━━━━━ Record set ━━━━━

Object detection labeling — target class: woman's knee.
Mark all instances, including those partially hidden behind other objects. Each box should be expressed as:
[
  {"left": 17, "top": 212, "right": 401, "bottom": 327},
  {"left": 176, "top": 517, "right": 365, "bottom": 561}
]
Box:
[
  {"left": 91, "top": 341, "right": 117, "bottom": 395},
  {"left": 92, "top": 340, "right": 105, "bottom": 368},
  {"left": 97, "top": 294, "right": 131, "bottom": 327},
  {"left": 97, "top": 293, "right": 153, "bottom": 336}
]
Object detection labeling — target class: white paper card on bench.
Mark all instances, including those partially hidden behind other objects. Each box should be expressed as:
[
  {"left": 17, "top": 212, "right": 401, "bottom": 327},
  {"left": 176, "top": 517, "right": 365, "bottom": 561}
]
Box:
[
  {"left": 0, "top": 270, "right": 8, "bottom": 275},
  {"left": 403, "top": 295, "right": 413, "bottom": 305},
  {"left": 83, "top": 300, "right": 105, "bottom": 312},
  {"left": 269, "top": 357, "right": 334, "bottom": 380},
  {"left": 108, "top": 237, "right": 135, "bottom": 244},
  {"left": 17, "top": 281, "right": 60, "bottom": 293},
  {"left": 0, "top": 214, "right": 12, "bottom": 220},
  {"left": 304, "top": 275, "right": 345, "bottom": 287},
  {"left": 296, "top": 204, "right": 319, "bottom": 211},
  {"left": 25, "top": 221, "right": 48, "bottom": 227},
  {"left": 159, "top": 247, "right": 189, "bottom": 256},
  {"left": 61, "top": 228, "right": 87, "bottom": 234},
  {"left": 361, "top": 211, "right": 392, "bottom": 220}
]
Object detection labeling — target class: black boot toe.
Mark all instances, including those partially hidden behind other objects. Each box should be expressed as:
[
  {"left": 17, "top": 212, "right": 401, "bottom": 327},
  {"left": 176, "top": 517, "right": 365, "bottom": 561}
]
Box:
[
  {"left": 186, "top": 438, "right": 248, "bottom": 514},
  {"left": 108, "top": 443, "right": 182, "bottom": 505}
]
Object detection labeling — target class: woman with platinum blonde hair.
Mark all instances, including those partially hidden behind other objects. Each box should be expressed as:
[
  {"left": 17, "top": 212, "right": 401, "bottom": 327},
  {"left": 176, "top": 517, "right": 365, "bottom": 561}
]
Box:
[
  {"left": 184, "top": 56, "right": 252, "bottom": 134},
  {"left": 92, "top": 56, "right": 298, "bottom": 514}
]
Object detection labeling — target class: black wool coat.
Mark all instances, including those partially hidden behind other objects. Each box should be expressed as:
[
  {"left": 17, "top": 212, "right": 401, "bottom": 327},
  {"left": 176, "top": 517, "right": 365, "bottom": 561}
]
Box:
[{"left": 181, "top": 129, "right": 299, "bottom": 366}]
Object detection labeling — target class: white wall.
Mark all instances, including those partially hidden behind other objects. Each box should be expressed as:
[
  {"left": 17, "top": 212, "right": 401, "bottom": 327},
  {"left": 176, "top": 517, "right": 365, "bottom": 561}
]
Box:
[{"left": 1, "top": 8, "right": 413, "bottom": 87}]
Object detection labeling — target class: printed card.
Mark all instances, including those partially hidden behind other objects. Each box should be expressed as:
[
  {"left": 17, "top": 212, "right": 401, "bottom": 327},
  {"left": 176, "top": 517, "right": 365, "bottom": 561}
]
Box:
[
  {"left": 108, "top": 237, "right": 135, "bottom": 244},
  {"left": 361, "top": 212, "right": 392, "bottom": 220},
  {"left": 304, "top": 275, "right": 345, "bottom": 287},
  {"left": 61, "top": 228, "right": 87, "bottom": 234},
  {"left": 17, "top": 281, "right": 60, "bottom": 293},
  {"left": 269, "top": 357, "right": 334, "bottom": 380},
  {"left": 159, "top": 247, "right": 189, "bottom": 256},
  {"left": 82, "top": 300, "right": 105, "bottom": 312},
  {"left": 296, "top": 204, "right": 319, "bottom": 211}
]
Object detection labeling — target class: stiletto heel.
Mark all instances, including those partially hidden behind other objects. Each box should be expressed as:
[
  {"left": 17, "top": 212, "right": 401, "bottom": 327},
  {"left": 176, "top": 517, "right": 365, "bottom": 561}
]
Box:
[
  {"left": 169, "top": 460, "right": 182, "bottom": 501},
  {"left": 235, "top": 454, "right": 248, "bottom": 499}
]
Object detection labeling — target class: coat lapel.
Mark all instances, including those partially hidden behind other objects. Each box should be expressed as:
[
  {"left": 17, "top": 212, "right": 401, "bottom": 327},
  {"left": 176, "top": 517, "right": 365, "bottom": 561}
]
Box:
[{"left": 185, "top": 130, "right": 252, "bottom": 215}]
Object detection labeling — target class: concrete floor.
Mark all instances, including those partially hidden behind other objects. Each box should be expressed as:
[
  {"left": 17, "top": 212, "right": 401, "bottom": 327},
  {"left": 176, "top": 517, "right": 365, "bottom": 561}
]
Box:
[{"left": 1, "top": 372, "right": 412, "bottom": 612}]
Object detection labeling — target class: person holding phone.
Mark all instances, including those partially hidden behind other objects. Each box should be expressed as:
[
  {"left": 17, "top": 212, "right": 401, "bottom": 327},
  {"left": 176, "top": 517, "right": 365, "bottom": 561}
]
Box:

━━━━━

From the first line to the last, reproduce the data above exactly.

Object detection labeling — target class: woman's knee.
Mark all instances, including those partially hidden behind other objects. Each box should be expressed as:
[
  {"left": 17, "top": 212, "right": 401, "bottom": 327},
  {"left": 176, "top": 517, "right": 365, "bottom": 561}
]
Box:
[
  {"left": 91, "top": 341, "right": 117, "bottom": 395},
  {"left": 92, "top": 340, "right": 105, "bottom": 368},
  {"left": 97, "top": 294, "right": 131, "bottom": 327},
  {"left": 97, "top": 293, "right": 153, "bottom": 336}
]
Object detection labeling — target class: white paper card on bench.
Mark all instances, including those partially hidden behind other objects. Each box should be expressed as:
[
  {"left": 17, "top": 212, "right": 401, "bottom": 327},
  {"left": 176, "top": 517, "right": 365, "bottom": 561}
]
Box:
[
  {"left": 0, "top": 270, "right": 8, "bottom": 275},
  {"left": 403, "top": 295, "right": 413, "bottom": 305},
  {"left": 83, "top": 300, "right": 105, "bottom": 312},
  {"left": 269, "top": 357, "right": 334, "bottom": 380},
  {"left": 108, "top": 237, "right": 135, "bottom": 244},
  {"left": 17, "top": 281, "right": 60, "bottom": 293},
  {"left": 0, "top": 214, "right": 12, "bottom": 220},
  {"left": 304, "top": 275, "right": 345, "bottom": 287},
  {"left": 296, "top": 204, "right": 319, "bottom": 211},
  {"left": 25, "top": 221, "right": 48, "bottom": 227},
  {"left": 159, "top": 247, "right": 189, "bottom": 256},
  {"left": 61, "top": 228, "right": 87, "bottom": 234},
  {"left": 361, "top": 211, "right": 392, "bottom": 220}
]
Object detection labeling — target class: black boot toe.
Mark all instances, including those partially hidden behind other objects. Each box should be expressed as:
[
  {"left": 17, "top": 212, "right": 401, "bottom": 327},
  {"left": 176, "top": 517, "right": 365, "bottom": 561}
]
Box:
[
  {"left": 186, "top": 438, "right": 248, "bottom": 514},
  {"left": 108, "top": 443, "right": 182, "bottom": 505}
]
Object detection labeling — target class: woman with platinum blonde hair.
Mark all instances, including those partially hidden behind other objects. Each box should be expressed as:
[
  {"left": 17, "top": 212, "right": 401, "bottom": 327},
  {"left": 176, "top": 517, "right": 365, "bottom": 561}
]
Box:
[
  {"left": 184, "top": 56, "right": 252, "bottom": 134},
  {"left": 92, "top": 56, "right": 298, "bottom": 514}
]
Object detection labeling — target class: black wool coat.
Mark all instances, including those partially hidden behind other objects. Each box should be expressed as:
[
  {"left": 17, "top": 212, "right": 401, "bottom": 327},
  {"left": 176, "top": 517, "right": 365, "bottom": 561}
]
Box:
[{"left": 181, "top": 129, "right": 299, "bottom": 366}]
Object detection labeling — target class: white wall.
Mark all instances, including those partially hidden behind other objects. Each box should be expressed as:
[
  {"left": 17, "top": 212, "right": 401, "bottom": 327},
  {"left": 176, "top": 517, "right": 365, "bottom": 561}
]
Box:
[{"left": 1, "top": 8, "right": 413, "bottom": 87}]
Object detection labeling — target class: printed card.
Mark all instances, including those partially hidden behind other objects. Each box should be expressed as:
[
  {"left": 17, "top": 212, "right": 401, "bottom": 327},
  {"left": 176, "top": 517, "right": 365, "bottom": 561}
]
Box:
[
  {"left": 108, "top": 237, "right": 135, "bottom": 244},
  {"left": 361, "top": 212, "right": 392, "bottom": 220},
  {"left": 304, "top": 275, "right": 345, "bottom": 287},
  {"left": 61, "top": 228, "right": 87, "bottom": 234},
  {"left": 17, "top": 281, "right": 60, "bottom": 293},
  {"left": 269, "top": 357, "right": 334, "bottom": 380},
  {"left": 159, "top": 247, "right": 189, "bottom": 256},
  {"left": 82, "top": 300, "right": 105, "bottom": 312},
  {"left": 296, "top": 204, "right": 319, "bottom": 211}
]
Object detection labeling — target class: stiletto heel.
Mark all instances, including those partially hidden behind other objects. Each box should be expressed as:
[
  {"left": 17, "top": 212, "right": 401, "bottom": 327},
  {"left": 176, "top": 517, "right": 365, "bottom": 561}
]
Box:
[
  {"left": 169, "top": 460, "right": 182, "bottom": 501},
  {"left": 235, "top": 454, "right": 248, "bottom": 499}
]
Object detection labeling — target class: coat lapel.
Mark all instances, including those partially hidden behind other objects. Each box should be expressed as:
[
  {"left": 17, "top": 212, "right": 401, "bottom": 327},
  {"left": 176, "top": 517, "right": 365, "bottom": 561}
]
Box:
[{"left": 185, "top": 130, "right": 252, "bottom": 215}]
Object detection labeling — target class: concrete floor.
Mark all instances, including those partially hidden behind other objects. Each box should be expressed as:
[
  {"left": 17, "top": 212, "right": 401, "bottom": 327},
  {"left": 176, "top": 517, "right": 365, "bottom": 561}
]
Box:
[{"left": 1, "top": 372, "right": 412, "bottom": 612}]
Object detection labeling — target class: person holding phone.
Mark all instances, including those partially hidden behind other objects. Each box should be expressed as:
[
  {"left": 17, "top": 212, "right": 401, "bottom": 327},
  {"left": 176, "top": 517, "right": 365, "bottom": 561}
]
Box:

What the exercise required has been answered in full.